Point-per-instance localization data
•••

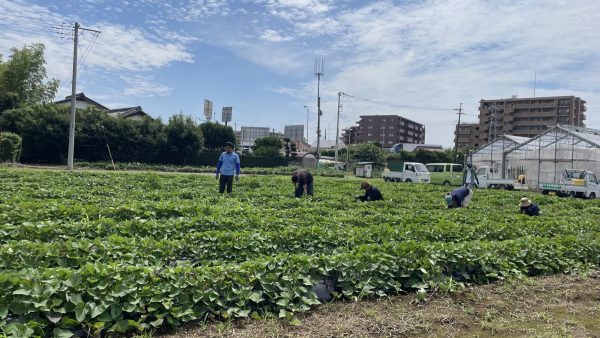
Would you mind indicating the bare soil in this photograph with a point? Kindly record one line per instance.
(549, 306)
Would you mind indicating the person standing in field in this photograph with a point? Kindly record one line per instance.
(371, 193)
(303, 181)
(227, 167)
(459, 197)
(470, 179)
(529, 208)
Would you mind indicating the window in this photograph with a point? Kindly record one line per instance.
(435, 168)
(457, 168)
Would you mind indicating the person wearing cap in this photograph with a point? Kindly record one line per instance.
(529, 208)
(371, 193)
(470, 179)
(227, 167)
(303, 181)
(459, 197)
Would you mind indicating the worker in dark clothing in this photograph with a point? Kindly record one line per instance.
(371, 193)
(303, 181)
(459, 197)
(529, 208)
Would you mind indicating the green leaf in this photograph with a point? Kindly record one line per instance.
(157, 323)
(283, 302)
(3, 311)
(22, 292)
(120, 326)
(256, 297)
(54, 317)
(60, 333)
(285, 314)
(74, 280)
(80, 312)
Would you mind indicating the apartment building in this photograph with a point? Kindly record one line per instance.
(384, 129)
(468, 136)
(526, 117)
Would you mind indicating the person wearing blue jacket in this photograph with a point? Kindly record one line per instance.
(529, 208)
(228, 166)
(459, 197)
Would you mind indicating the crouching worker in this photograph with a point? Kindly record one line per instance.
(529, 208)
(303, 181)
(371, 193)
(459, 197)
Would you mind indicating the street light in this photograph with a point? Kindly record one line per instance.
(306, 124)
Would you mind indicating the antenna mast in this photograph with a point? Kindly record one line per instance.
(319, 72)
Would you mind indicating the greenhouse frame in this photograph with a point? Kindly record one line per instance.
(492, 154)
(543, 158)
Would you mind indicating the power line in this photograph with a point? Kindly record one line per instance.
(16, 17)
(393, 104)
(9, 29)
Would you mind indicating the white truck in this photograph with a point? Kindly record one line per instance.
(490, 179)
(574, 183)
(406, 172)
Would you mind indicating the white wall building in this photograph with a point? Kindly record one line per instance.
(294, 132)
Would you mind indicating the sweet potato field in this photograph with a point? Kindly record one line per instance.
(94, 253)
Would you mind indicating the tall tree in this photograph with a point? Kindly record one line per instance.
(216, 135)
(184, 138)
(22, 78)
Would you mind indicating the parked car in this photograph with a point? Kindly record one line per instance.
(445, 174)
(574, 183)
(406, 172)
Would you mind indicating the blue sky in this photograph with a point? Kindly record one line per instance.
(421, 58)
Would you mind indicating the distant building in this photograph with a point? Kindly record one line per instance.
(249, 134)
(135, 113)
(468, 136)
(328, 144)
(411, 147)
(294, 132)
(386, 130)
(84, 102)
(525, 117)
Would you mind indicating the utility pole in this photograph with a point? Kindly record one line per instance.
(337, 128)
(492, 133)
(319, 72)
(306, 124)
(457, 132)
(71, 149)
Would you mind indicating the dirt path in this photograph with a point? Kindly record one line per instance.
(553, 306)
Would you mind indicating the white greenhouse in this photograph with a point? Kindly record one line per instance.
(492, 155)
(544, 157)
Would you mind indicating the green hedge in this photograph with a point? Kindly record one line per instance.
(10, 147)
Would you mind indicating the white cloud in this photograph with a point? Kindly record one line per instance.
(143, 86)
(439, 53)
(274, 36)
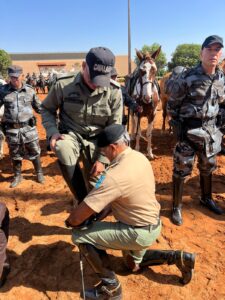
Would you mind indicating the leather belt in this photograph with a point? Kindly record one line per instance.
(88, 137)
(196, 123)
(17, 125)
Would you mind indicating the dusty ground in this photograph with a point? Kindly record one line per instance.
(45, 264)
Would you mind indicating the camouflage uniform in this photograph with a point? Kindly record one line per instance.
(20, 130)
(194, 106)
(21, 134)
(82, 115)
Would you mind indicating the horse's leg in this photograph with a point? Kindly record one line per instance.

•••

Output the records above exactly as they are, leaving out the pictures.

Exercise answer =>
Would you mind indicating the bare soil in this photograph with a point? Kindly record one line per instance.
(549, 306)
Would you mind indicating the person standing in field in this photograph with a point? Kindly record one line per instance.
(371, 193)
(303, 181)
(227, 167)
(459, 197)
(470, 179)
(529, 208)
Would you mind indicating the window in this photograph with a point? Kindly record one line per instance.
(435, 168)
(457, 168)
Would you mind indicating the person wearing cap in this photograph with a point? Kindly record one line per instance.
(529, 208)
(371, 193)
(470, 179)
(227, 167)
(303, 181)
(459, 197)
Would you mind indicating the worker in dark clothing in this photograph with a point? Kindly record one line per instance.
(371, 193)
(303, 181)
(459, 197)
(529, 208)
Would you mind indicating the green leaf in this photograph with a point? Kindly record one line per instance.
(157, 323)
(283, 302)
(3, 311)
(22, 292)
(120, 326)
(256, 297)
(54, 317)
(60, 333)
(285, 314)
(74, 280)
(80, 312)
Would you mind indicating the apartment building in this photograph with a point? Kindly record one line per instance.
(384, 129)
(468, 136)
(526, 117)
Would you mind indicating the person wearing blue jacket in this photograph with a point? Kindly record one line per instance.
(529, 208)
(228, 166)
(459, 197)
Would you mind indicating the crouching worker in this photograph with a point? Kindly record one line per instance.
(529, 208)
(303, 181)
(371, 193)
(459, 197)
Would you mind indicating the street light in this photograph with a point? Kindly record one line per instance.
(306, 124)
Would you mind indicating the antenna mast in this photograph with a point? Kindly record one line per instance.
(319, 72)
Would you mind indicating the greenhouse frame in this photograph with a point? Kindly record one line per instance.
(492, 154)
(543, 158)
Would you mind indicating the power line in this photograph with a point? Kindly record one line per instance.
(16, 17)
(393, 104)
(9, 29)
Would you mind indicating the white truck in this photograph with a point? Kindly record one line per instance.
(490, 179)
(574, 183)
(406, 172)
Would you mind indicating the white wall building in this photograph with a point? Kindly record one line per instance.
(294, 132)
Would you mind indicating the sweet potato field in this photograph with a point? Kindly record one line per instance.
(94, 253)
Would you mind indicating the tall tree in this photograph with a point? Kindly record one line per instance.
(216, 135)
(184, 138)
(22, 78)
Would you mind indicating the parked car in this photograph with a point? Kindly record one line per instance.
(445, 174)
(574, 183)
(406, 172)
Would you mind indicating the blue sky in this photograph with a point? Kindly record one line per instance.
(421, 58)
Would you mind indicating the distant building in this photograph with a point? Kindly record one line per instance.
(249, 134)
(135, 113)
(468, 136)
(328, 144)
(411, 147)
(294, 132)
(386, 130)
(84, 102)
(525, 117)
Would you mind indicating the utility pole in this photograph with a point? Kindly record one line per instance.
(337, 128)
(492, 133)
(319, 72)
(306, 124)
(457, 132)
(71, 149)
Would you mind indicating the dirt path in this photograph with a point? Kindly record one line per instance.
(553, 306)
Would you mind indicating the white greenhouse in this photograph with a point? Kindly record one line per instance.
(492, 155)
(544, 157)
Would you mind indicating the green hedge in this photograph with a point? Kindly record one line per instance.
(10, 147)
Would you mind indicating the white cloud in this photograph with a point? Kindly record one line per instance.
(143, 86)
(439, 53)
(274, 36)
Would you mind indicating the leather belt in this photograph with a point? Kindly record one line per instance.
(88, 137)
(196, 123)
(17, 125)
Would you mind indicating the dusty ground in this photograph with a point? Kindly record one line per instance.
(45, 264)
Would you mind indicating the camouflage uniform in this photograph with a point? Kindly record one line per instance.
(20, 130)
(194, 106)
(21, 134)
(82, 115)
Would you mind indicating the horse's leg in this photograph with a point? Kindly record one line per instance.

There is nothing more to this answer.